Replace each "positive clicks" with "foreground clicks" throughout the rows below and reproduce them otherwise unchanged, without the pictures.

- Opening Delimiter -

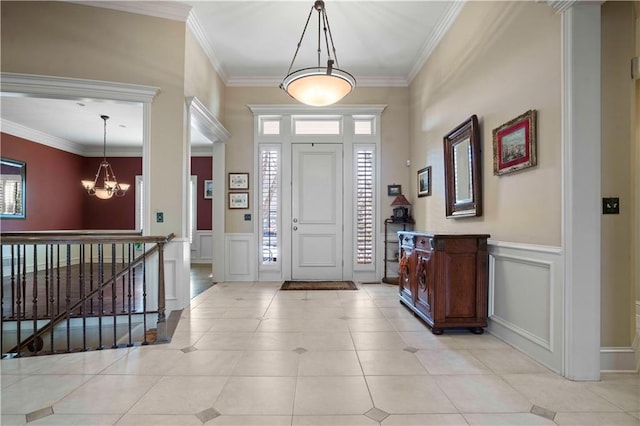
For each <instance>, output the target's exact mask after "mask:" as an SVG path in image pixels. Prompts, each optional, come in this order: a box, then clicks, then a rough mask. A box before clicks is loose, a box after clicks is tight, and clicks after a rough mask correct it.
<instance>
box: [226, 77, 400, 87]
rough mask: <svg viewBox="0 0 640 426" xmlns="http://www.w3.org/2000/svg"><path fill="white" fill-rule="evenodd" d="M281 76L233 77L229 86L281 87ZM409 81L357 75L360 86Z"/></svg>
mask: <svg viewBox="0 0 640 426" xmlns="http://www.w3.org/2000/svg"><path fill="white" fill-rule="evenodd" d="M281 82H282V79H281V78H275V77H231V78H230V79H229V80H228V82H227V86H228V87H280V83H281ZM408 86H409V81H407V79H406V78H404V77H391V76H389V77H357V76H356V89H357V88H358V87H408Z"/></svg>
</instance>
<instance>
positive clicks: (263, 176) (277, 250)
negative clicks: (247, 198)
mask: <svg viewBox="0 0 640 426" xmlns="http://www.w3.org/2000/svg"><path fill="white" fill-rule="evenodd" d="M279 202H280V148H279V147H276V146H261V147H260V226H261V232H260V241H261V242H260V245H261V248H262V264H263V265H271V264H275V263H277V262H278V260H279V259H280V256H279V252H280V250H281V248H280V210H279V206H278V205H279Z"/></svg>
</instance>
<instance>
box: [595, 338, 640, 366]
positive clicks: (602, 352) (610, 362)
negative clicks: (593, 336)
mask: <svg viewBox="0 0 640 426" xmlns="http://www.w3.org/2000/svg"><path fill="white" fill-rule="evenodd" d="M635 340H636V341H634V347H628V348H625V347H608V348H607V347H604V348H600V371H601V372H604V373H606V372H615V373H636V372H637V371H638V361H637V355H636V354H637V350H636V349H634V348H637V337H636V339H635Z"/></svg>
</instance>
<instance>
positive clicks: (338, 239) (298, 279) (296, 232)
mask: <svg viewBox="0 0 640 426" xmlns="http://www.w3.org/2000/svg"><path fill="white" fill-rule="evenodd" d="M291 159H292V185H291V200H292V204H291V209H292V210H291V218H292V221H291V222H292V223H291V259H292V263H291V268H292V271H291V278H292V279H294V280H342V279H343V277H342V271H343V267H342V266H343V265H342V262H343V253H342V250H343V208H342V203H343V179H342V169H343V164H342V145H341V144H293V150H292V156H291Z"/></svg>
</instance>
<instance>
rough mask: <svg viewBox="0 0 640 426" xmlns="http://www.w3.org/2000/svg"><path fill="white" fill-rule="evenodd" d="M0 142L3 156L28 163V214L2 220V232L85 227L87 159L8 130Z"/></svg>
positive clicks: (1, 154)
mask: <svg viewBox="0 0 640 426" xmlns="http://www.w3.org/2000/svg"><path fill="white" fill-rule="evenodd" d="M0 143H1V144H2V146H1V148H0V149H1V151H0V155H2V157H3V158H9V159H12V160H17V161H22V162H24V163H26V165H27V166H26V172H27V185H26V191H25V192H26V196H27V197H26V201H27V204H26V207H25V213H26V217H25V218H24V219H0V227H1V228H2V231H3V232H9V231H43V230H69V229H82V197H83V195H86V194H84V193H83V189H82V185H81V184H80V180H81V179H82V177H81V173H80V172H81V170H82V162H83V161H84V158H83V157H81V156H79V155H76V154H71V153H68V152H65V151H61V150H59V149H55V148H51V147H48V146H46V145H40V144H38V143H35V142H31V141H29V140H26V139H22V138H18V137H16V136H12V135H9V134H6V133H0ZM94 174H95V172H94Z"/></svg>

- Closing Delimiter -

> [OUTPUT OF THE EXERCISE]
For each <instance>, output the target's exact mask after "mask:" as an SVG path in image pixels. Prompts, each optional, come in this order: a box, then clicks, then a rough mask. A box before clicks is loose, a box after clicks is tight, and clicks after a rough mask correct it.
<instance>
box: [226, 77, 400, 87]
rough mask: <svg viewBox="0 0 640 426" xmlns="http://www.w3.org/2000/svg"><path fill="white" fill-rule="evenodd" d="M281 76L233 77L229 86L281 87ZM409 81L357 75L360 86Z"/></svg>
mask: <svg viewBox="0 0 640 426" xmlns="http://www.w3.org/2000/svg"><path fill="white" fill-rule="evenodd" d="M281 82H282V79H281V78H275V77H231V78H230V79H229V80H228V82H227V86H228V87H280V83H281ZM408 86H409V81H407V79H406V78H404V77H391V76H389V77H357V76H356V89H357V88H358V87H408Z"/></svg>
</instance>
<instance>
foreground clicks: (263, 176) (277, 250)
negative clicks: (247, 198)
mask: <svg viewBox="0 0 640 426" xmlns="http://www.w3.org/2000/svg"><path fill="white" fill-rule="evenodd" d="M279 202H280V148H279V147H276V146H261V147H260V226H261V232H260V241H261V242H260V245H261V248H262V264H263V265H271V264H275V263H277V262H278V260H279V259H280V256H279V252H280V250H281V248H280V210H279V206H278V205H279Z"/></svg>
</instance>
<instance>
box: [595, 338, 640, 366]
foreground clicks: (602, 352) (610, 362)
negative clicks: (593, 336)
mask: <svg viewBox="0 0 640 426" xmlns="http://www.w3.org/2000/svg"><path fill="white" fill-rule="evenodd" d="M635 340H636V341H634V347H628V348H625V347H608V348H607V347H604V348H600V371H601V372H604V373H606V372H615V373H636V372H637V371H638V361H637V355H636V354H637V350H636V349H634V348H637V337H636V339H635Z"/></svg>
</instance>
<instance>
foreground clicks: (338, 239) (298, 279) (296, 232)
mask: <svg viewBox="0 0 640 426" xmlns="http://www.w3.org/2000/svg"><path fill="white" fill-rule="evenodd" d="M291 159H292V185H291V200H292V204H291V209H292V210H291V218H292V221H291V222H292V223H291V259H292V263H291V268H292V271H291V278H292V279H294V280H342V279H343V277H342V271H343V267H342V266H343V265H342V262H343V253H342V250H343V208H342V203H343V179H342V169H343V164H342V145H341V144H293V150H292V156H291Z"/></svg>
</instance>
<instance>
rough mask: <svg viewBox="0 0 640 426" xmlns="http://www.w3.org/2000/svg"><path fill="white" fill-rule="evenodd" d="M0 142L3 156L28 163V214L2 220V232L85 227L87 159L8 130Z"/></svg>
foreground clicks: (1, 154)
mask: <svg viewBox="0 0 640 426" xmlns="http://www.w3.org/2000/svg"><path fill="white" fill-rule="evenodd" d="M0 143H1V144H2V146H1V148H0V149H1V151H0V155H2V157H3V158H9V159H12V160H17V161H22V162H24V163H26V165H27V166H26V172H27V185H26V191H25V192H26V196H27V197H26V201H27V204H26V207H25V213H26V217H25V218H24V219H0V227H1V228H2V231H3V232H9V231H43V230H69V229H82V197H83V195H86V194H84V193H83V189H82V185H81V184H80V180H81V179H82V177H81V173H80V172H81V170H82V162H83V161H84V158H83V157H81V156H79V155H76V154H71V153H68V152H65V151H61V150H59V149H55V148H51V147H48V146H46V145H40V144H38V143H35V142H31V141H29V140H26V139H22V138H18V137H16V136H12V135H9V134H6V133H0ZM94 174H95V172H94Z"/></svg>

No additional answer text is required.